(SOURCE DOCUMENT Opens)

This is a case study where I walk you through my thought process as I optimize one of my old shaders to run 5x faster.

During my studies, while traveling on the train, I used to prototype shaders. Usually, I had an idea for an effect, 3 hours of travel, and no internet. This pushed my creativity.

And during this time, I created this shader on Shadertoy: https://www.shadertoy.com/view/ttSGz3.

Now that I have a better understanding of GPU optimizations, I want to push my limits and see how much I can optimize this shader. The shader is code-only and doesn't use any textures, so my first idea is to utilize texturing units, which can run in parallel to math instructions.

To do that, I will quickly port it into HLSL and import it into Unity, so I can work with my favorite GPU profiler: Nvidia Nsight Graphics. I asked ChatGPT to do everything for me, and it had the shader running in Unity in no time. This is the ported shader file I started with in Unity: https://gitlab.com/-/snippets/4906196.

Please ignore the code quality and variable naming; it was a long time ago, and I was just having fun and didn't care.

If you want, you can experiment on your own before reading further.

___

How the shader works

Before I go into the optimization loop, I feel obligated to explain how the shader works. If you don't care about this, feel free to skip this section and get straight to the main part.

So...

It works by combining four animated cellular noise layers. To sample those layers, I used a distorted UV, which is distorted by value noise.

All the textures here are procedural, meaning they are functions in the shader code, not texture assets.

___

Cellular noise

This is a code that samples a cellular noise (Voronoi noise). I added some comments so it is easier to understand. If you want to understand how it works, I could recommend this tutorial: "The Book of Shaders - Cellular Noise".

float2 Hash2_2(float2 x)
{
	// sine based hash function
	float2 v = sin(mul(x, float2x2(20.52, 24.1994, 70.291, 80.171))) * 492.194;
	return frac(v);
}

float2 VoronoiPointFromRoot(float2 root, float deg)
{
	// cell center offset is just a randomized vector
	float2 p = (Hash2_2(root) - 0.5) * 0.71;

	// rotated by some angle
	float s = sin(deg);
	float c = cos(deg);
	p = mul(p, float2x2(s, c, -c, s));

	return p + root + 0.5;
}

float Voronoi(float2 uv)
{
	// Round the UV to get the root cell ID
	float2 rootUV = floor(uv);
	float minDist = 2.0;

	// Iterate through 9 nearest cells
	[unroll]
	for (int xi = -1; xi <= 1; xi++)
	{
		[unroll]
		for (int yi = -1; yi <= 1; yi++)
		{
			float2 r = rootUV + float2(xi, yi); // iterated cell ID
			float d = _Time.y * Hash1_2(r) * ANIMATION_SPEED; // angle
			float2 p = VoronoiPointFromRoot(r, d); // cell center

			float dist = length(uv - p); // Distance to this cell center

			// Remember the closest distance to the UV
			if (dist < minDist)
				minDist = dist;
		}
	}

	// Returning the distance to the closest cell center
	return minDist

Cellular noise works by scanning the 3x3 window and calculating the distance to the closest cell center.

(SOURCE DOCUMENT Closes)

## ASSIGNMENT
Write the next part of the shader optimization case study, picking up after its last sentence.

(INFORMATION Opens)

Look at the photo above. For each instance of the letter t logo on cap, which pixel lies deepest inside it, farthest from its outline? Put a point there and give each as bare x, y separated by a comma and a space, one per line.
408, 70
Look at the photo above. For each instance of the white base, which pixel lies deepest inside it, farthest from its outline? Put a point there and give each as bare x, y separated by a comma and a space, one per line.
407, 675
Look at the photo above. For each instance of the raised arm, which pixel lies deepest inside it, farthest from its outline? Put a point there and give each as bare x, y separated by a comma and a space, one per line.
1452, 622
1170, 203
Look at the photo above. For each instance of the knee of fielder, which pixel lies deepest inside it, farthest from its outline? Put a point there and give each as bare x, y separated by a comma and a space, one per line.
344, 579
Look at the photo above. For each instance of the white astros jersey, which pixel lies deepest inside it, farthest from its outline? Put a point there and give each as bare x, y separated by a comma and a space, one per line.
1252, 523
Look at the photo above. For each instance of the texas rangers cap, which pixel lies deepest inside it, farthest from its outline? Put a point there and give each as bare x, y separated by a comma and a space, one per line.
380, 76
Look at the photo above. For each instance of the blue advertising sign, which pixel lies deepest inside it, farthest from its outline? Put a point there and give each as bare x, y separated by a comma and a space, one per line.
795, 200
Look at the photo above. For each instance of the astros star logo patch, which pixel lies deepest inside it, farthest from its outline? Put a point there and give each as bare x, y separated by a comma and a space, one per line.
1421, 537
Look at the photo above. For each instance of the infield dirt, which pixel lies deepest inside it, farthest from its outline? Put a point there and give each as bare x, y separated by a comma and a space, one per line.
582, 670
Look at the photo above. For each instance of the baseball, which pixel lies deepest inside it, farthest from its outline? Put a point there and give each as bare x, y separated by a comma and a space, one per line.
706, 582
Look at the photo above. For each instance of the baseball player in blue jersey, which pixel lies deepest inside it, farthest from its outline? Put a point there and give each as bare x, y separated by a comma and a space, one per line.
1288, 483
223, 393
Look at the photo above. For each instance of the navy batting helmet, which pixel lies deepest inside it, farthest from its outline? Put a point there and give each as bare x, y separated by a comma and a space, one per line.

(INFORMATION Closes)

## ANSWER SECTION
:center-50:

And the above Voronoi function draws something like this:

___

Combining four layers of cellular noise

Then, I combine the four layers of this noise using this method:

float FractVoronoi(float2 uv, float sizeMul, float alphaMul, int layers)
{
	float noise = 0.0;
	float size = 1.0;
	float alpha = 1.0;

	// Iterate through layers
	for (int i = 0; i < layers; i++)
	{
		float2 offs = (((i + 1.0) / layers)) * 0.5 * _Time.y * WATER_SPEED; // Calculate UV offset, different for each layer

		// Modulate each layer using the brightness and some gamma, then accumulate
		// Modulation darkens the dots, making the cell edges stand out.
		noise += pow(Voronoi((uv + offs) * size) * alpha + Voronoi_BRIGHTNESS_ADD, Voronoi_NOISE_POW);

		size *= sizeMul; // Resize next layer
		alpha *= alphaMul; // Change next layer alpha
	}

	// Normalize the result, tbh idk how I came up with this formula XD
	noise *= (1.0 - alphaMul) / (1.0 - pow(alphaMul, layers));
	return noise

And it produces this image:

Distorting the UV

To make it feel more water-like, the UV to sample the layers is distorted using a smoothed value noise.

float2 Noise2_2(float2 uv)
{
	// Use smoothed interpolation, not linear.
	// You can just use frac(uv), without a smoothstep to make it a usual value noise
	float2 f = smoothstep(0.0, 1.0, frac(uv));

	// Calculate UV for each corner
	float2 uv00 = floor(uv);
	float2 uv01 = uv00 + float2(0,1);
	float2 uv10 = uv00 + float2(1,0);
	float2 uv11 = uv00 + 1.0;

	// Get random value for each corner
	float2 v00 = Hash2_2(uv00);
	float2 v01 = Hash2_2(uv01);
	float2 v10 = Hash2_2(uv10);
	float2 v11 = Hash2_2(uv11);

	// Interpolate
	float2 v0 = lerp(v00, v01, f.y);
	float2 v1 = lerp(v10, v11, f.y);
	return lerp(v0, v1, f.x

This is the noise. I used the version on the left, with non-linear interpolation.

And this is how a distorted layers look:

float2 n2 = Noise2_2(uv * UV_DISPLACEMENT_SIZE) * UV_DISPLACEMENT_STRENGTH; // Sample noise
float fV = FractVoronoi(uv + n2, SIZE_MUL, ALPHA_MUL, LAYERS); // Sample layered voronoi with applied uv distortion

___

Postprocess

The process is simple color grading, making black blue and white white-blue.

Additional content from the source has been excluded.